━━━ TEXTE FOURNI ━━━
LEÇONS ET PERSPECTIVES.
L'ivresse du " faux-succès " qui voit la domination d'un petit nombre de très grands riches sur la multitude des pauvres, l'arrogance des dominateurs dans un système qui culpabilise les laissés-pour-compte, la stérilité spirituelle qui caractérise le mode de pensée dominant, l'envahissement de la pensée unique libérale qui déferle sur tout et accapare de façon avide tout ce qui ne se soumet pas à son vouloir ; la pauvreté de l'imagination " officielle " des puissants comme à chaque fois dans l'histoire humaine, tout cela aboutit au recul, au déclin, à la catastrophe, à la leçon amère et dure qui donnera naissance à une nouvelle pensée vigoureuse et libératrice capable de féconder le futur et de préparer son avènement.
Cette leçon, nous pouvons la tirer de l'histoire de " JABA ", un petit village bamanan entre Sinzani (Sansanding) et Dioro dans le cercle de Ségou au Mali.
Le village de " JABA " était célèbre parce que la culture du mil donnait d'excellentes moissons, on venait y acheter du mil qui avait jusqu'à 9 années d'âge et qui était bien conservé. Les greniers étaient remplis. Voilà qu'un soir, au clair de lune sur la grande place publique bondée de monde, tout en fête, subitement surgit de l'alentour un phacochère qui vient danser au milieu des gens et s'enfuit sans que personne n'ait pu le retenir. C'était le signe dont la suite des événements donne la clé pour décoder et comprendre ce qui venait d'arriver à " JABA ".
Dans cette contrée, il y a un " chant " qui relate ce fait chaque fois qu'un événement qui appelle la morale du cas de " JABA " se produit. Sur le plan de la sécurité alimentaire, JABA était un village repu, les villages concurrents étaient Sanamadougou et Goma.
Très obnubilés par leur réussite dans la culture du sol et de l'abondance des provisions vivrières, un jour tous les hommes valides du village s'engagent à ne plus cultiver pendant trois hivernages. Celui qui n'obéirait pas à cette décision, sera considéré et jugé comme s'il avait eu commerce charnel avec la femme dont il est la progéniture.
Quelle audace ! Quelle certitude ! Dans ce village, seul un homme ne pouvait subvenir à ses besoins alimentaires. Pendant l'hivernage, il passait alternativement un jour sur deux entre son champ et celui d'un autre pour pouvoir nourrir sa petite famille. Il n'était pas concerné par la décision. Ce pauvre, le plus démuni du village était le seul à cultiver pendant les trois hivernages à venir.
━━━ DONNÉES EXTRAITES ━━━
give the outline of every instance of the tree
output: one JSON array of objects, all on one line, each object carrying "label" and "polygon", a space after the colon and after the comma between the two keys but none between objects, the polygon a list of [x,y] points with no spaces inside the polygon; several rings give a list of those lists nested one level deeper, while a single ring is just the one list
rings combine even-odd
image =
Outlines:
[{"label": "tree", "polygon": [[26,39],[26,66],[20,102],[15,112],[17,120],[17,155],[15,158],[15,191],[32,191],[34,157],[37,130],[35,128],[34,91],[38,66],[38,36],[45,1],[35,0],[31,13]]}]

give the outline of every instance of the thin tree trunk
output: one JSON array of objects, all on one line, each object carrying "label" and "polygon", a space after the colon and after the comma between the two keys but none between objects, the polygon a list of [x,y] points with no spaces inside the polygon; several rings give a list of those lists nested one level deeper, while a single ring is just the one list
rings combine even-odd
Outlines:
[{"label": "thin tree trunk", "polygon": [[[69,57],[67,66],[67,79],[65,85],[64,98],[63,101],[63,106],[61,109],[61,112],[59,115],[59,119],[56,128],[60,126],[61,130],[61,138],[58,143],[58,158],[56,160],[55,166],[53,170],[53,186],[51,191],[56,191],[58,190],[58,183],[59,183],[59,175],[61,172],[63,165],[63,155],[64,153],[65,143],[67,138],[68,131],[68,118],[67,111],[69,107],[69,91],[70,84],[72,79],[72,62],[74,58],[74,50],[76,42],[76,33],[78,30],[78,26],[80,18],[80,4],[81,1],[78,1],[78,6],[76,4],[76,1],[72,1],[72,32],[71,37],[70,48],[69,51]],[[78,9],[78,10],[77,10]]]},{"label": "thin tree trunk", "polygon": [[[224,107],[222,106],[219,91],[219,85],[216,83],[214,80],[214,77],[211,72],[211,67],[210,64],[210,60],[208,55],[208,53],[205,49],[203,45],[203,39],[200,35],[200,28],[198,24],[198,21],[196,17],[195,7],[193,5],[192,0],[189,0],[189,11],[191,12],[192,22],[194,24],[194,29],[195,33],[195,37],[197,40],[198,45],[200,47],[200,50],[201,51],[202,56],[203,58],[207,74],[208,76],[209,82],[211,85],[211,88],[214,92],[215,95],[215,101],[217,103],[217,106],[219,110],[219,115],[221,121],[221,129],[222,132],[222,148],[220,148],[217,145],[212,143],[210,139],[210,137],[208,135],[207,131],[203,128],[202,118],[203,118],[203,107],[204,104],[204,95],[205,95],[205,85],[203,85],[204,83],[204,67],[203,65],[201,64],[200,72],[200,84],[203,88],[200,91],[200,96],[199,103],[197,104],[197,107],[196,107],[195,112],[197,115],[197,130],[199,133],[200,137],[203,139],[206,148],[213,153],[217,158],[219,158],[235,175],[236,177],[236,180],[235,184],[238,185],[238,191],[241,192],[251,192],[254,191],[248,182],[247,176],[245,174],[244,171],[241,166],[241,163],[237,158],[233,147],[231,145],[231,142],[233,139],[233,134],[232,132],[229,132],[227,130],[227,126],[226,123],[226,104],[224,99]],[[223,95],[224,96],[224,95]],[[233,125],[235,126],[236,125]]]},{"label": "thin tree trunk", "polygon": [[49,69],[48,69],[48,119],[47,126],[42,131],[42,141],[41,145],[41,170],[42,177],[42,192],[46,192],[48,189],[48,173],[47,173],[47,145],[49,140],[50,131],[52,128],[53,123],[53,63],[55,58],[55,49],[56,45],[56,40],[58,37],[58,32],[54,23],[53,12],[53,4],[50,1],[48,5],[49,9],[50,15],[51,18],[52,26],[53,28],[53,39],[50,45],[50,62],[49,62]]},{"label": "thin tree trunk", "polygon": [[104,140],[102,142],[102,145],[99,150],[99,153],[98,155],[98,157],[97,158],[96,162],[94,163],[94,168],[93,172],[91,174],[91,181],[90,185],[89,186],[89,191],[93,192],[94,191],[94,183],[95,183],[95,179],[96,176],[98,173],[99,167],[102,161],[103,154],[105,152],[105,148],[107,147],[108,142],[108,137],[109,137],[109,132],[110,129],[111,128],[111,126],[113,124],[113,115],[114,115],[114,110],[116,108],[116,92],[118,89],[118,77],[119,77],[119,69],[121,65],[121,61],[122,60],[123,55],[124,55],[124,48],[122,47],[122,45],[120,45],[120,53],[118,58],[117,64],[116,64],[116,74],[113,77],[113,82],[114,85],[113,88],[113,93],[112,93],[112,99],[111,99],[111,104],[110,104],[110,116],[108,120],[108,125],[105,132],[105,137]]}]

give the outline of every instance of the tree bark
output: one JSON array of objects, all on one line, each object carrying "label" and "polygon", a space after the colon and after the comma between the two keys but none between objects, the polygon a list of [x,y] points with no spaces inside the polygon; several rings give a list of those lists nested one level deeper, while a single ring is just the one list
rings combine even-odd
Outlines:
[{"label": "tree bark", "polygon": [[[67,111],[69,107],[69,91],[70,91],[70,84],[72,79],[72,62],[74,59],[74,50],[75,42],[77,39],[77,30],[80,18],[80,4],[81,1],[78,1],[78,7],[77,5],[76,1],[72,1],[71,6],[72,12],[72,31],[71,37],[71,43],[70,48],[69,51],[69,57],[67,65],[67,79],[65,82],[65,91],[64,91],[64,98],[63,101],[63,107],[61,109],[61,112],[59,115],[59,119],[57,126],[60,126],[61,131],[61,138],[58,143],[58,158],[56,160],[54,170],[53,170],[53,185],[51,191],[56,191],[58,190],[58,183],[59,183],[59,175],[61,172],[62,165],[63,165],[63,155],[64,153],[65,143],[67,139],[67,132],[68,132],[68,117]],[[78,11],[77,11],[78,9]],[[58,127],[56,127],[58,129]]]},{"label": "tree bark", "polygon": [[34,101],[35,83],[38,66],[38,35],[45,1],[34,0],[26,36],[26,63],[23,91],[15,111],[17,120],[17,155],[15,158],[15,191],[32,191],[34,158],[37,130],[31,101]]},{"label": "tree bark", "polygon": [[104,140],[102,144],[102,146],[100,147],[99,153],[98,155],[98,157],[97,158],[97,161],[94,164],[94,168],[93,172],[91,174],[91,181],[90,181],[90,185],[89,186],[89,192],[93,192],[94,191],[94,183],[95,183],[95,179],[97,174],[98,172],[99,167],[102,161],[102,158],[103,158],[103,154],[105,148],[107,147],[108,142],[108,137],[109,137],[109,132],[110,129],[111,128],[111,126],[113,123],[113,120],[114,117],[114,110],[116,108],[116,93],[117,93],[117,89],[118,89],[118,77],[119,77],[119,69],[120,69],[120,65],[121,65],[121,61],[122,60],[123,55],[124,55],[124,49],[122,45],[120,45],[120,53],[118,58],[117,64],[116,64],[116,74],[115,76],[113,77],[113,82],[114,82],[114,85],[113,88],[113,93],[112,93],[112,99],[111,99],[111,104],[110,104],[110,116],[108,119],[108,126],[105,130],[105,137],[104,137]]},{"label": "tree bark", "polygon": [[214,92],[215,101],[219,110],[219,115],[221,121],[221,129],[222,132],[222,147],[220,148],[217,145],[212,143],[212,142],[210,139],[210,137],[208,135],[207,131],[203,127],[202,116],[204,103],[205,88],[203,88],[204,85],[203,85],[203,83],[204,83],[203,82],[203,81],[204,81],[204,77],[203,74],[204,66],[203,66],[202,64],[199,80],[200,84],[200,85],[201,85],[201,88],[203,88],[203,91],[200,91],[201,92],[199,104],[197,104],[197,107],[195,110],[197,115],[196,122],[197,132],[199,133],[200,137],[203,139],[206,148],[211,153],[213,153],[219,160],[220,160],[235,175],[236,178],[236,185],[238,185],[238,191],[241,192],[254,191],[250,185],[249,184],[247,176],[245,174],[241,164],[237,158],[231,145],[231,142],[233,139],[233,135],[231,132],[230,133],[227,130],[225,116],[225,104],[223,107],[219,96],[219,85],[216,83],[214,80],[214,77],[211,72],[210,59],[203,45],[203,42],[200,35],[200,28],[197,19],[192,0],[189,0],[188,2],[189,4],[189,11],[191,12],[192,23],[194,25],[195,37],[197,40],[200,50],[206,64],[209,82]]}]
━━━
> [CONSIGNES]
1) Relevez tous les noms de lieux mentionnés dans le texte sur JABA.
2) Selon le texte sur JABA, jusqu'à quel âge pouvait avoir le mil que l'on venait acheter dans ce village ?
3) Résumez le texte sur JABA en deux phrases.

> [CORRIGÉ DE L'EXERCICE]
1) JABA, Sinzani (Sansanding), Dioro, Ségou, Mali, Sanamadougou, Goma

2) Jusqu'à 9 années d'âge.

3) Le texte tire de l'histoire de JABA, petit village bamanan du cercle de Ségou au Mali, une leçon sur l'arrogance et l'aveuglement des dominateurs qui mènent au déclin. Célèbre pour ses excellentes récoltes de mil et ses greniers remplis, le village vit tous ses hommes valides s'engager à ne plus cultiver pendant trois hivernages, et seul l'homme le plus démuni, non concerné par cette décision, continua à cultiver.